_REQUIREMENT_:
Only lines containing "instance" belong in the answer, each copied from the entries below.

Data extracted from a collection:
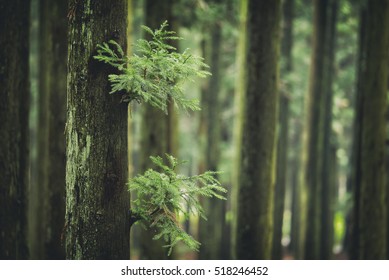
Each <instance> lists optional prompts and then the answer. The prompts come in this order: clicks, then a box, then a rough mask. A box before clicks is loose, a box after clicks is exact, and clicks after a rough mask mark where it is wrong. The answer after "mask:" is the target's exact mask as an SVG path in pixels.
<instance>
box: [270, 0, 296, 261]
mask: <svg viewBox="0 0 389 280" xmlns="http://www.w3.org/2000/svg"><path fill="white" fill-rule="evenodd" d="M293 2H294V1H293V0H287V1H285V2H284V4H283V25H282V29H283V30H282V31H283V33H282V36H283V37H282V48H281V52H282V57H283V59H284V64H283V65H282V68H281V71H282V72H281V74H282V75H284V76H286V77H287V76H288V75H289V74H290V72H291V71H292V46H293V5H294V3H293ZM290 93H291V86H290V84H289V83H288V81H286V82H284V84H283V88H282V90H281V92H280V99H279V101H278V102H279V103H280V105H279V106H280V109H279V116H278V118H279V129H278V143H277V177H276V188H275V194H274V236H273V253H272V258H273V259H282V244H281V239H282V225H283V217H284V208H285V191H286V176H287V155H288V150H287V147H288V127H289V125H288V120H289V99H290V97H289V96H290Z"/></svg>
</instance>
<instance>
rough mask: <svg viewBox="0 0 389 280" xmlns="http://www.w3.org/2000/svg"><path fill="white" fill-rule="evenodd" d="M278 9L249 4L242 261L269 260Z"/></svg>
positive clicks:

_PROBLEM SOLUTION_:
Each <instance> lists optional prompts and then the answer. The prompts come in this order: clicks, then a box, then a rough mask. A box before clicks is loose, a box after clicks is exact, and clicks after a rough mask mark where it is wrong. The answer after "mask:" is the target's exact mask as an SVG path in pixels.
<instance>
</instance>
<instance>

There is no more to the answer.